[Objective]:
Using the records below, copy out exactly the line that contains "Where can the man" and every line that follows it, up to and including the last, and no others.

>> begin Input

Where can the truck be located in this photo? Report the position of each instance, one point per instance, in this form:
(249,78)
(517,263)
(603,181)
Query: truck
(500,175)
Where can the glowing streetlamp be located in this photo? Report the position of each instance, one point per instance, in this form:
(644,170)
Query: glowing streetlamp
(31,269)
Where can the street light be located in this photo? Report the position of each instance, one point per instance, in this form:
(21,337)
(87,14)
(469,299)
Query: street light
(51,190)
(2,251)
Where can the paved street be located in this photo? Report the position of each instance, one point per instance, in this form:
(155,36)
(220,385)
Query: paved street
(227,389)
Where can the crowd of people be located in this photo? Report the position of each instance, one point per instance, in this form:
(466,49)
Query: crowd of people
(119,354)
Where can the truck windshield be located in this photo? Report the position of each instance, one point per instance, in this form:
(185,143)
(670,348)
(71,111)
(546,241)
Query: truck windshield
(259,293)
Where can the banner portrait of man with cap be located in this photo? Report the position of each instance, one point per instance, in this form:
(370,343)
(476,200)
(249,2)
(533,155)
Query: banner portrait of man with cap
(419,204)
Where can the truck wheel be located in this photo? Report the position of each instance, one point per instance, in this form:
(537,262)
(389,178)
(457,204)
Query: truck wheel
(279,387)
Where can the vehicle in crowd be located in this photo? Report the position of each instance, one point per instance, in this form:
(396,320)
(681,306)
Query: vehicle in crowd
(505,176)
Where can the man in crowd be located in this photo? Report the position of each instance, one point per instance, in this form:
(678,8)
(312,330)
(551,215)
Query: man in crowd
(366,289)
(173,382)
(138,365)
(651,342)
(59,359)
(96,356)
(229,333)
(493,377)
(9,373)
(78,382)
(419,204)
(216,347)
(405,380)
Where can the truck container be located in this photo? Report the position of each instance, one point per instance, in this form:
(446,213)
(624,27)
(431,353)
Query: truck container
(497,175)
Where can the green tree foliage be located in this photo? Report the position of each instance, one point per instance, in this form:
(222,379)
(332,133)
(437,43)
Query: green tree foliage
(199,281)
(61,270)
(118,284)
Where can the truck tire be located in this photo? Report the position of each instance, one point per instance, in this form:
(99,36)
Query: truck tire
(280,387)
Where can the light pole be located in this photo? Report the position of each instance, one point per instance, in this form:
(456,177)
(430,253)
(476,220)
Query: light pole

>> end Input

[Solution to this problem]:
Where can the man in crowd be located in this photo? Report the position of each instance, one point per instance, in this form:
(678,8)
(312,330)
(551,215)
Query: man in crowd
(366,289)
(173,382)
(138,365)
(651,342)
(59,359)
(96,356)
(229,333)
(493,377)
(9,373)
(78,382)
(419,204)
(216,347)
(405,380)
Where can the truck container be located in this photo? Report the position of each instance, one point per instance, in this form:
(446,213)
(624,27)
(431,353)
Query: truck container
(497,175)
Where can the green tree foliage be located in this photo? Report the position of each instance, one point per instance, in this form:
(222,379)
(332,133)
(437,43)
Query: green tree foliage
(199,281)
(61,270)
(118,284)
Where can the truck tire be located in this photo? Report the position of each instance, one point per instance, in this form:
(99,36)
Query: truck tire
(280,387)
Where can the light pole be located in this photo? Report the position of each instance, one point per instance, in this form:
(456,177)
(430,253)
(476,220)
Query: light pole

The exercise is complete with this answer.